EXTRAIT FOURNI >>
^^^^^^^^^^^^^^^^
Trêve de plaisanterie, je suis un peu en retard! Je fonce prendre le métro direction Champ de Mars, près du Vieux-Montréal, pour retrouver Servane, une autre Française que je connaissais avant le départ. Nous ne nous sommes vus que le temps d'un weekend, il y a quelques mois, mais son visage fait plaisir à voir. Elle aussi étudie la littérature, mais à l'Université de Montréal. Vite, nous prenons le chemin du Vieux Montréal et du Vieux Port. Après quelques minutes passées à admirer la vue, nous abordons l'idée de nous restaurer. Routard en main, nous nous rendons prêt du Square Victoria pour manger dans un restaurant réputé de la smoking meat, spécialité montréalaise. Résultat en image!
^^^^^^^^^^^^^^^^
ENTRÉES DE DONNÉES >>
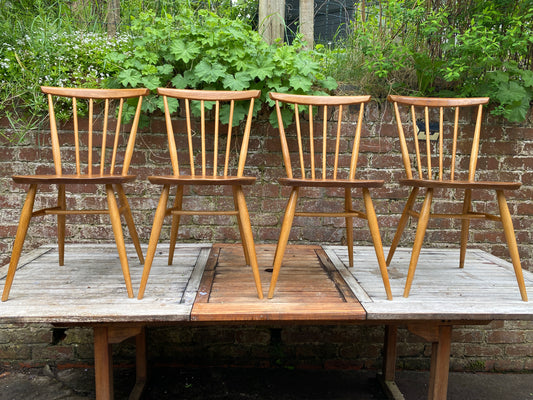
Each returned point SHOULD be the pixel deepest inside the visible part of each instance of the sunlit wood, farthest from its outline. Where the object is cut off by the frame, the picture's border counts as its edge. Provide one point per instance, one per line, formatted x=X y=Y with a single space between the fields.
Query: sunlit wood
x=324 y=174
x=444 y=174
x=102 y=174
x=220 y=143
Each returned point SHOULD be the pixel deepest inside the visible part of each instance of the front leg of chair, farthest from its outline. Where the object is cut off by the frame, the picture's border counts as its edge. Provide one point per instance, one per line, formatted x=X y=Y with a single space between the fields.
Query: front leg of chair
x=129 y=221
x=178 y=202
x=511 y=242
x=159 y=217
x=239 y=221
x=114 y=215
x=349 y=224
x=376 y=239
x=24 y=222
x=283 y=239
x=248 y=236
x=61 y=222
x=423 y=220
x=402 y=224
x=465 y=226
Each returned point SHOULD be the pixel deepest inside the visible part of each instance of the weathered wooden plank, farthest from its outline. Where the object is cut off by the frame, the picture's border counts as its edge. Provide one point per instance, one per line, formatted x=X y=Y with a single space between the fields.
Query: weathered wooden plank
x=484 y=289
x=323 y=312
x=309 y=288
x=90 y=287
^^^^^^^^^^^^^^^^
VOTRE CONSIGNE >> Recopiez à l'identique, s'il vous plaît, le passage de l'extrait fourni qui commence par « Trêve de plaisanterie, je » et se poursuit jusqu'à « Résultat en image! ».

RÉSULTAT ATTENDU >>
Trêve de plaisanterie, je suis un peu en retard! Je fonce prendre le métro direction Champ de Mars, près du Vieux-Montréal, pour retrouver Servane, une autre Française que je connaissais avant le départ. Nous ne nous sommes vus que le temps d'un weekend, il y a quelques mois, mais son visage fait plaisir à voir. Elle aussi étudie la littérature, mais à l'Université de Montréal. Vite, nous prenons le chemin du Vieux Montréal et du Vieux Port. Après quelques minutes passées à admirer la vue, nous abordons l'idée de nous restaurer. Routard en main, nous nous rendons prêt du Square Victoria pour manger dans un restaurant réputé de la smoking meat, spécialité montréalaise. Résultat en image!